# SUPPLIED DATA:
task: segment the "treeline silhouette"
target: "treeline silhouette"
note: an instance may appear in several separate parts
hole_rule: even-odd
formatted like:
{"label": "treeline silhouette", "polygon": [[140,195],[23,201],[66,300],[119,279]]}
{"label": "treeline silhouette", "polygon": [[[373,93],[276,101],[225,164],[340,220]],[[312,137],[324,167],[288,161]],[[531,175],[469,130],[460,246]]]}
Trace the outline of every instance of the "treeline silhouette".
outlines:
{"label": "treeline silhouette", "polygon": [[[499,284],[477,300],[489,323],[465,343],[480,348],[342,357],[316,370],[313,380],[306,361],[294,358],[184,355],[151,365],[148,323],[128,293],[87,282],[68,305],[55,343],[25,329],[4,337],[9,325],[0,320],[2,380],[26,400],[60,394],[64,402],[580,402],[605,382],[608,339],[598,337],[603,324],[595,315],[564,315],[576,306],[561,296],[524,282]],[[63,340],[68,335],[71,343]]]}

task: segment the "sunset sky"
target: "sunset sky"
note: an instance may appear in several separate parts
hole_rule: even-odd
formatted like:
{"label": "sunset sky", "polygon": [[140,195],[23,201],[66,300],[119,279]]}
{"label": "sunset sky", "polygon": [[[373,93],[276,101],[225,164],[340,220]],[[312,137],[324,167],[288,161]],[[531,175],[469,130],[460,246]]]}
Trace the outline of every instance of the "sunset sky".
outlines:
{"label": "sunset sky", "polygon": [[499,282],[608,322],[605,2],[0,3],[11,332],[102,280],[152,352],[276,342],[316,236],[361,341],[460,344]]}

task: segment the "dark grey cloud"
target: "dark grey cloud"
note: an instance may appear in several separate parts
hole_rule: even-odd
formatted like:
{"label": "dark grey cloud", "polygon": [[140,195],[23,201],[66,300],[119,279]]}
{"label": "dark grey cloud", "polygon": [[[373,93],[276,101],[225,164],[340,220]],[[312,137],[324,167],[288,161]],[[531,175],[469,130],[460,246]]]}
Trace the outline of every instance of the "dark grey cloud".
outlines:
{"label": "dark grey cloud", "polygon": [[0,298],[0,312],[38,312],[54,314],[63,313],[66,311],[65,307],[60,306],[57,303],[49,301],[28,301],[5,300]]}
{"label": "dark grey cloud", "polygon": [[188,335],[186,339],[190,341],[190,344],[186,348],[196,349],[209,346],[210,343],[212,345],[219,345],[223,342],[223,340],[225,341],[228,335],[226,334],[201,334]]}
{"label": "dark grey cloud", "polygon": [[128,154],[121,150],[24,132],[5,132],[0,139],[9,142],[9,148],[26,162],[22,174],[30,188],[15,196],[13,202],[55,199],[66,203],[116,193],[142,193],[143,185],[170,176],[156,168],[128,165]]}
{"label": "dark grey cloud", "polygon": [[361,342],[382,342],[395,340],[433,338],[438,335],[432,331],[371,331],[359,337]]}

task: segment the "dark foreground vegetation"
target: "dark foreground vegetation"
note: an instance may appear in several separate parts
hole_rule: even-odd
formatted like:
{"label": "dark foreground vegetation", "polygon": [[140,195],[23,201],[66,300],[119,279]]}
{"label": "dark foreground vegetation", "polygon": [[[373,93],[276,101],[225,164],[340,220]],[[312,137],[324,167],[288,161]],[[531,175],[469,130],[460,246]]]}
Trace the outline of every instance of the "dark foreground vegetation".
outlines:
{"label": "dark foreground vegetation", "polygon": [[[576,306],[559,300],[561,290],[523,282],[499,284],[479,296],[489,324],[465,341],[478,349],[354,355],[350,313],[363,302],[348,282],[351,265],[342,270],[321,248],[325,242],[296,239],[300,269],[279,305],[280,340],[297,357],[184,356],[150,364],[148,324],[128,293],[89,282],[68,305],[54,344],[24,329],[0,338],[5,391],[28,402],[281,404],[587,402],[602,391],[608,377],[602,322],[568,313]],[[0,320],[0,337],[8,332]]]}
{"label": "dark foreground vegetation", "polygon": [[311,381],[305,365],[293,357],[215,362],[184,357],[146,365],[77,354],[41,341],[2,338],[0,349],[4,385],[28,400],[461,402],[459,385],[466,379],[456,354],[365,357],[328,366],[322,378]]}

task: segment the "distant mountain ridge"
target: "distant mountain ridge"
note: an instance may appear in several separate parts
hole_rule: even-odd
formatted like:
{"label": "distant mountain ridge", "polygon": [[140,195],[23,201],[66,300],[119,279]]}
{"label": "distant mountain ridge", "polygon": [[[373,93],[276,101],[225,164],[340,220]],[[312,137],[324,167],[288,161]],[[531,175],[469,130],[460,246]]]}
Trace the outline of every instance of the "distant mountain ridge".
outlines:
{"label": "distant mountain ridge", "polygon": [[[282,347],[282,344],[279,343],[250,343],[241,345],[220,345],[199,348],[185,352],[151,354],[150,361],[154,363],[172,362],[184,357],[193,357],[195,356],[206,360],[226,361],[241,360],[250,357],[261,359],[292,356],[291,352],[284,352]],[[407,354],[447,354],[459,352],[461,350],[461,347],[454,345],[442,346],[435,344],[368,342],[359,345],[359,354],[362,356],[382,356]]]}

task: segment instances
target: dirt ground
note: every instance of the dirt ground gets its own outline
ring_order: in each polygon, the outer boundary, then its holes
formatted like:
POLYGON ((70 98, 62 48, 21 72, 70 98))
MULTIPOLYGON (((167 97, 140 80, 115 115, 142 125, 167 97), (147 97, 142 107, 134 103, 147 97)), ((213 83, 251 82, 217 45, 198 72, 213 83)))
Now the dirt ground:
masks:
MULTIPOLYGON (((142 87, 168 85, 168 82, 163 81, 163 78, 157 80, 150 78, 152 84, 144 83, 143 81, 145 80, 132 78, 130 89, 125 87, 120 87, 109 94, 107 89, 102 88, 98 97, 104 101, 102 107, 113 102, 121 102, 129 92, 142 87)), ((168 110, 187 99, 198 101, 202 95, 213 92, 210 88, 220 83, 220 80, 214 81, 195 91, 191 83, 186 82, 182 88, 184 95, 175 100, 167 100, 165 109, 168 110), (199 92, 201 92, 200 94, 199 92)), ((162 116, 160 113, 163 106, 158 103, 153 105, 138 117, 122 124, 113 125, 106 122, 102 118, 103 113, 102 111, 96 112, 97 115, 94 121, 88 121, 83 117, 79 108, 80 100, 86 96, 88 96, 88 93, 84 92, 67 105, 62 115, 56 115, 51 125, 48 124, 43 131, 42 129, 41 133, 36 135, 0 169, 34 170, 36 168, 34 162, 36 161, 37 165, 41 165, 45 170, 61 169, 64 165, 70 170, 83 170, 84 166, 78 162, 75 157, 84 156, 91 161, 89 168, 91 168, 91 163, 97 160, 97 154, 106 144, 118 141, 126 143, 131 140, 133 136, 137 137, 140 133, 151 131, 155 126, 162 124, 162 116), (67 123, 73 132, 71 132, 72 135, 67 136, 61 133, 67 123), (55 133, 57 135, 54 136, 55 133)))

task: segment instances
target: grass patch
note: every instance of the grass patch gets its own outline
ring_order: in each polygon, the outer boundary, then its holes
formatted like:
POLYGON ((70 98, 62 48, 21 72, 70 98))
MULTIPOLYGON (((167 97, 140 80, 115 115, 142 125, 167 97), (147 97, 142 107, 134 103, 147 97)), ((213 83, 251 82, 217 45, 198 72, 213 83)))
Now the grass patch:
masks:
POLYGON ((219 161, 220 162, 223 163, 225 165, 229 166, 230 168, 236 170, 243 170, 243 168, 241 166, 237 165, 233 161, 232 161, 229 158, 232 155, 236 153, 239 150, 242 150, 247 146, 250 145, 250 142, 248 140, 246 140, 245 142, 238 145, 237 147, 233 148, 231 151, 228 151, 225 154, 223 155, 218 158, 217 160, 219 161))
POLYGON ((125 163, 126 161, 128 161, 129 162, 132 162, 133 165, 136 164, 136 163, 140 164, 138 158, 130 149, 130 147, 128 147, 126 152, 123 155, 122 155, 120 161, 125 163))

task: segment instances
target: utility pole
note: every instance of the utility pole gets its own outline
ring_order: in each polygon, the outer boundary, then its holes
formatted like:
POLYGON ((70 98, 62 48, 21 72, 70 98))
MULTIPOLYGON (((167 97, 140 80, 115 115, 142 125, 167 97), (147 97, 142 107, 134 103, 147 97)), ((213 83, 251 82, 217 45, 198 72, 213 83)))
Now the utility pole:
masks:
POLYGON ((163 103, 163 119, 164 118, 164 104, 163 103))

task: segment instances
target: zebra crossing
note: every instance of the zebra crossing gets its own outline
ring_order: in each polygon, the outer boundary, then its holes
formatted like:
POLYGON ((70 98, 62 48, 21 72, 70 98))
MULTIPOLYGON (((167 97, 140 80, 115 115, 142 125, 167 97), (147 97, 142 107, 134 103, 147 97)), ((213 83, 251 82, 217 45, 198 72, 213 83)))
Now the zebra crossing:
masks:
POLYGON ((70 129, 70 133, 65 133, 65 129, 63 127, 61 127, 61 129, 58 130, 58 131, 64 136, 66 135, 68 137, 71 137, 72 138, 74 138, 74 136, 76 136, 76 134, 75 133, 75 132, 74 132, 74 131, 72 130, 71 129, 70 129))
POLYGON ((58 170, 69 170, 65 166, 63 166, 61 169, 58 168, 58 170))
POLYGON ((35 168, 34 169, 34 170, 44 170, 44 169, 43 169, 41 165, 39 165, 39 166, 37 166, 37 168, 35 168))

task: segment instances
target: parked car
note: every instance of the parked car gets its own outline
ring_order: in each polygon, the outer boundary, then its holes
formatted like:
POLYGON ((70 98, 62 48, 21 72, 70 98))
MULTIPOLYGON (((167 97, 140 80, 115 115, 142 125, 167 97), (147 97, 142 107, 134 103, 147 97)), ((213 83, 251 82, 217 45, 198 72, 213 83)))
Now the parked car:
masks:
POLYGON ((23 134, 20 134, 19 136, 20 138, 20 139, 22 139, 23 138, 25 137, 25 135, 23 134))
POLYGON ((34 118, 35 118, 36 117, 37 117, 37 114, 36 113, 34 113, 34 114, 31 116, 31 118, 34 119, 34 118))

# EXERCISE GOAL:
List each line above that contains the word "gets", matching its capitalization exactly.

# RESULT OF THIS EXERCISE:
note: every instance of the dirt ground gets its own outline
note: every instance of the grass patch gets its own outline
note: every instance of the utility pole gets its own outline
note: every instance of the zebra crossing gets its own outline
note: every instance of the parked car gets its own outline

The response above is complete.